Alonso Lobo - Missa Maria Magdalene, Motets (1992)
Alonso Lobo - Missa Maria Magdalene, Motets (1992)
Missa Maria Magdalena 01 - Kyrie 02 - Gloria 03 - Credo 04 - Sanctus 05 - Agnus Dei Motetes 06 - Responsorium pro defuctis libera me 07 - Vivo ego, dicit Dominus 08 - Credo quod redemptor meus vivit 09 - Quam pulchri sunt gressus tui 10 - O quam suavis est, Domine 11 - Ave Regina Coelorum Taller Ziryab: Anne Perret (mezzo-soprano), Antonio del Pino (baritone), Catherine Pierron (organo positivo), Catherine Ramona (violas da gamba), Francisco Misas (corneto), José Jiménez (alto), José Enrique Ruiz (bass), José Manuel Acebes (flautas de pico, chirimias), José Manuel López (tenor), Lindsay Wagstaff (soprano), Lucas Pérez (bass), María del Mar Amat (soprano), María Isabel Osuna (viola da gamba), Paul Badley (tenor), Ramón Peñaranda (sacabuche), Robert Hollingworth (baritone), Rosemary Hay (soprano), William Purefoy (alto).

▶ **STATED PROBLEM A**:
According to the album listing, who plays the sacabuche in Taller Ziryab?
▶ **STATED PROBLEM B**:
From the album listing, return the passage beginning with the words containing "Missa Maria Magdalena" and ending with "William Purefoy (alto).".
▶ **STATED PROBLEM C**:
Continue the Alonso Lobo album listing from its final line.

Named-object pointing records
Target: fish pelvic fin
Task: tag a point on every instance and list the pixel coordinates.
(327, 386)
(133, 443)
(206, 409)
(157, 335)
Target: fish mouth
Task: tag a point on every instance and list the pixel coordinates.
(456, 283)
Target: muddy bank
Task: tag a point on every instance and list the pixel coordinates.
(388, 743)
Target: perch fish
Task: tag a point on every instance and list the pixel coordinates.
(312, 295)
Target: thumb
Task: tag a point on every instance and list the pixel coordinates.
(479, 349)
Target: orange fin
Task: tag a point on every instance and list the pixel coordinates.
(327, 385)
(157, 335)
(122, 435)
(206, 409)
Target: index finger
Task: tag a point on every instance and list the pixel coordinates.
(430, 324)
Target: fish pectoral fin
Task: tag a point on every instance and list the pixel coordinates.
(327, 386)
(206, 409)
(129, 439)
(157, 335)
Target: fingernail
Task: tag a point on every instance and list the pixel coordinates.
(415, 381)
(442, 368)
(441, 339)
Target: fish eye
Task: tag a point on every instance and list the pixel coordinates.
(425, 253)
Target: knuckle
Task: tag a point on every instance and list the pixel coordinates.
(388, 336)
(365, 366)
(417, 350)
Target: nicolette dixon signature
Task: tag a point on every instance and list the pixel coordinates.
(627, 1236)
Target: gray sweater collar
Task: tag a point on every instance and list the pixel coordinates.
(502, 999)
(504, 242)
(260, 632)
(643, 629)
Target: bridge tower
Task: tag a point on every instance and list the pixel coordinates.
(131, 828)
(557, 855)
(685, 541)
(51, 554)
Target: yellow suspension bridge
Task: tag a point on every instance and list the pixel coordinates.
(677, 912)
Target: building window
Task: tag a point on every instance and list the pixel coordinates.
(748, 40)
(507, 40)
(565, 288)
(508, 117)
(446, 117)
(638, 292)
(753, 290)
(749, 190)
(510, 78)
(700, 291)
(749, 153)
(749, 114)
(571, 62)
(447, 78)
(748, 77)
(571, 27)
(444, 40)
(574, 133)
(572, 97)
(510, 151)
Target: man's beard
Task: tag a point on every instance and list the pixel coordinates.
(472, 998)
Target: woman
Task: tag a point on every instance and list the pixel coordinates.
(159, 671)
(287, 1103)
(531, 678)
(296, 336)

▶ **EXPECTED ANSWER A**:
Ramón Peñaranda

▶ **EXPECTED ANSWER B**:
Missa Maria Magdalena 01 - Kyrie 02 - Gloria 03 - Credo 04 - Sanctus 05 - Agnus Dei Motetes 06 - Responsorium pro defuctis libera me 07 - Vivo ego, dicit Dominus 08 - Credo quod redemptor meus vivit 09 - Quam pulchri sunt gressus tui 10 - O quam suavis est, Domine 11 - Ave Regina Coelorum Taller Ziryab: Anne Perret (mezzo-soprano), Antonio del Pino (baritone), Catherine Pierron (organo positivo), Catherine Ramona (violas da gamba), Francisco Misas (corneto), José Jiménez (alto), José Enrique Ruiz (bass), José Manuel Acebes (flautas de pico, chirimias), José Manuel López (tenor), Lindsay Wagstaff (soprano), Lucas Pérez (bass), María del Mar Amat (soprano), María Isabel Osuna (viola da gamba), Paul Badley (tenor), Ramón Peñaranda (sacabuche), Robert Hollingworth (baritone), Rosemary Hay (soprano), William Purefoy (alto).

▶ **EXPECTED ANSWER C**:
The Spanish school of Renaissance composers, eventually to become one of the most splendid in Europe, was something of a late developer. Although there were significant figures working in Spain in the first half of the sixteenth century, it was really only with the ebbing of the tide of Franco-Flemish musicians at court that the astonishing depth of talent being trained in the local choir schools came to the fore. Amongst the most impressive of these men were Francisco Guerrero (1528–1599) and Alonso Lobo (1555–1617), almost certainly master and pupil.
Lobo’s connection with Guerrero was entirely sustained at Seville Cathedral, where originally Lobo was a choirboy and Guerrero maestro de capilla. Presumably Guerrero taught him. It would have been natural for Lobo to go to school in Seville, since he was born (as recent evidence has shown) on 25 February 1555 in the nearby town of Osuna.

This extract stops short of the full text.